EXERCISE TASKS:
**1)** According to the sweep configuration documentation, what GPU does the example sweep configuration specify?
**2)** From the sweep configuration documentation, quote everything from "For details on" down to "own sweep config.".

SUPPLIED PASSAGE:
------------------------------------------------
The generated file can now be modified and launched:

$ trt-cloud sweep -c my_sweep_config.json

For details on how to customize your sweep config, refer to the Sweep Configuration Schema. section and the Interactive Sweep Config documentation.

Sweep Configuration Schema#

The following code shows an example sweep configuration. It is a good starting point for customizing your own sweep config.

Replace <YOUR_HF_TOKEN> with your actual Hugging Face token, with read access to the meta-llama/Llama-3.2-1B-Instruct repo.

{
    "sweep_config": {
        "build_inputs": [
            {
                "source": {
                    "id": "meta-llama/Llama-3.2-1B-Instruct",
                    "source_type": "huggingface_repo",
                    "token": "<YOUR_HF_TOKEN>"
                },
                "type": "huggingface_checkpoint"
            }
        ],
        "hardware": {
            "gpu": "H100"
        },
        "search_strategy": {
            "batch_size": 16,
            "max_trials": 32,
            "model_architecture": "meta-llama/Llama-3.2-1B",
            "modifier": {
                "heuristics": [
                    "default_filters",
                    "max_batchsize_by_kvcache",
                    "limit_gpus_to_single_node"
                ]
            },
            "name": "heuristic",
            "optimization_objective": "throughput"
        },
        "trtllm_build": {
            "dtype": [ "float16", "bfloat16" ],
            "gather_all_token_logits": false,
            "gather_context_logits": false,
            "gather_generation_logits": false,
            "gemm_plugin": [ "auto", "disable" ],
            "max_num_tokens": [ 512, 1024, 8192, 16384, 24576 ],
            "multidevice": [ {
                    "pp_size": 1, "tp_size": 1
                }, {
                    "pp_size": 1, "tp_size": 2
                }, {
                    "pp_size": 1, "tp_size": 4
                }, {
                    "pp_size": 1, "tp_size": 8
                }
            ],
            "quantization": [ {
                    "kv_cache_dtype": null,
                    "qformat": "fp8"
------------------------------------------------
DATA BLOCK:
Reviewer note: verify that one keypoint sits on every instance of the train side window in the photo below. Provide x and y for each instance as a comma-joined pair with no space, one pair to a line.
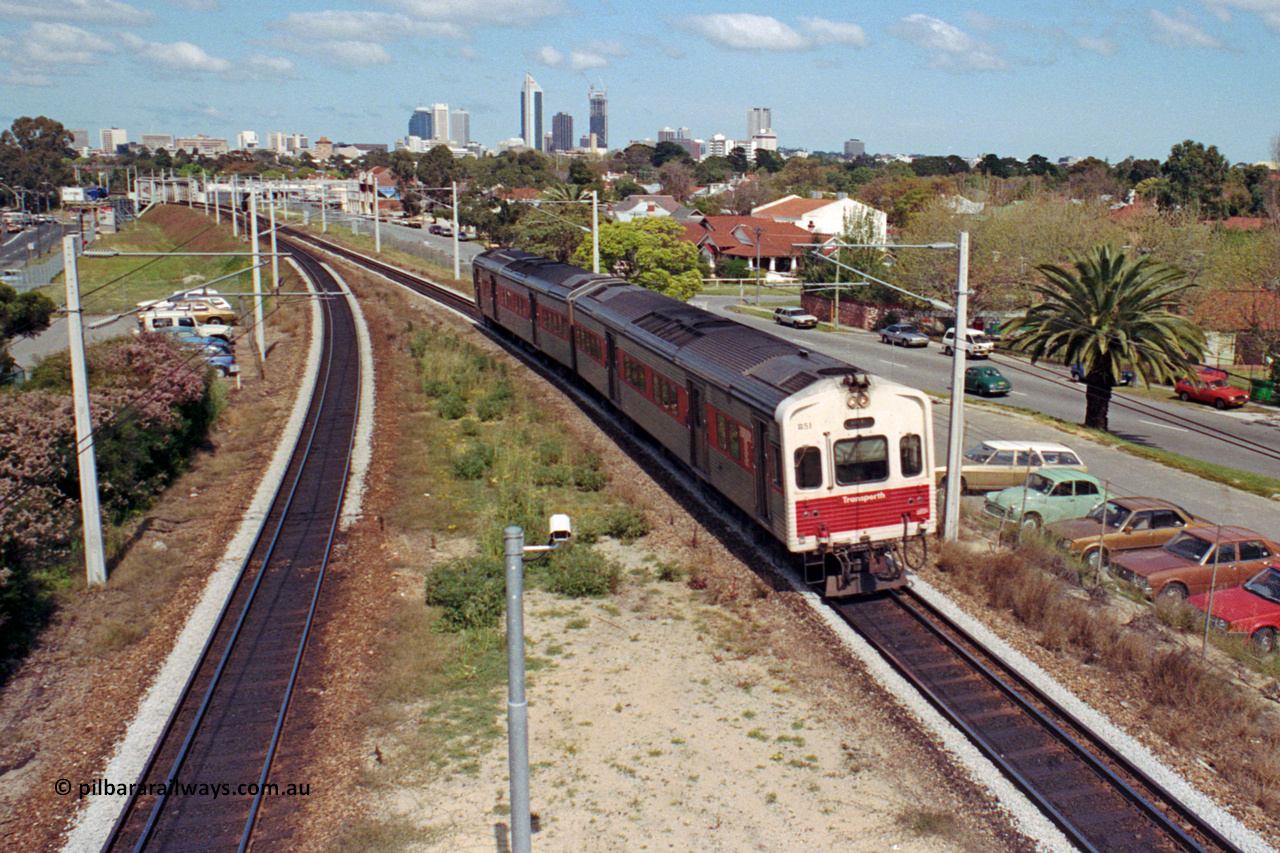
862,460
808,468
910,451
------------------------------------------------
ANSWERS FOR THE TASKS:
**1)** H100

**2)**
For details on how to customize your sweep config, refer to the Sweep Configuration Schema. section and the Interactive Sweep Config documentation.

Sweep Configuration Schema#

The following code shows an example sweep configuration. It is a good starting point for customizing your own sweep config.